● **EXERCISE INSTRUCTIONS**: Repeat every one of the records below word for word, and leave the pictures out of your reply.

(Region annotation entries)
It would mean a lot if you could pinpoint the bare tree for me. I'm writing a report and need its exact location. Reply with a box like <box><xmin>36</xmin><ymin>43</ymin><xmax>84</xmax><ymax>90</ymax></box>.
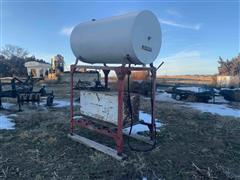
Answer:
<box><xmin>1</xmin><ymin>44</ymin><xmax>29</xmax><ymax>59</ymax></box>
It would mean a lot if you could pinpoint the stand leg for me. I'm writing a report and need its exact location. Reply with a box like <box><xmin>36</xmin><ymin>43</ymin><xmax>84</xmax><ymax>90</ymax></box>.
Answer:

● **FULL ANSWER**:
It would mean a lot if you could pinpoint the bare tree for me. I'm writing a report and need its exact location. Reply with a box like <box><xmin>36</xmin><ymin>43</ymin><xmax>84</xmax><ymax>90</ymax></box>.
Answer:
<box><xmin>1</xmin><ymin>44</ymin><xmax>29</xmax><ymax>59</ymax></box>
It would mean a lot if you could pinpoint the stand leg for me. I'm writing a report and need its exact location. Reply with a box like <box><xmin>36</xmin><ymin>43</ymin><xmax>84</xmax><ymax>90</ymax></box>.
Answer:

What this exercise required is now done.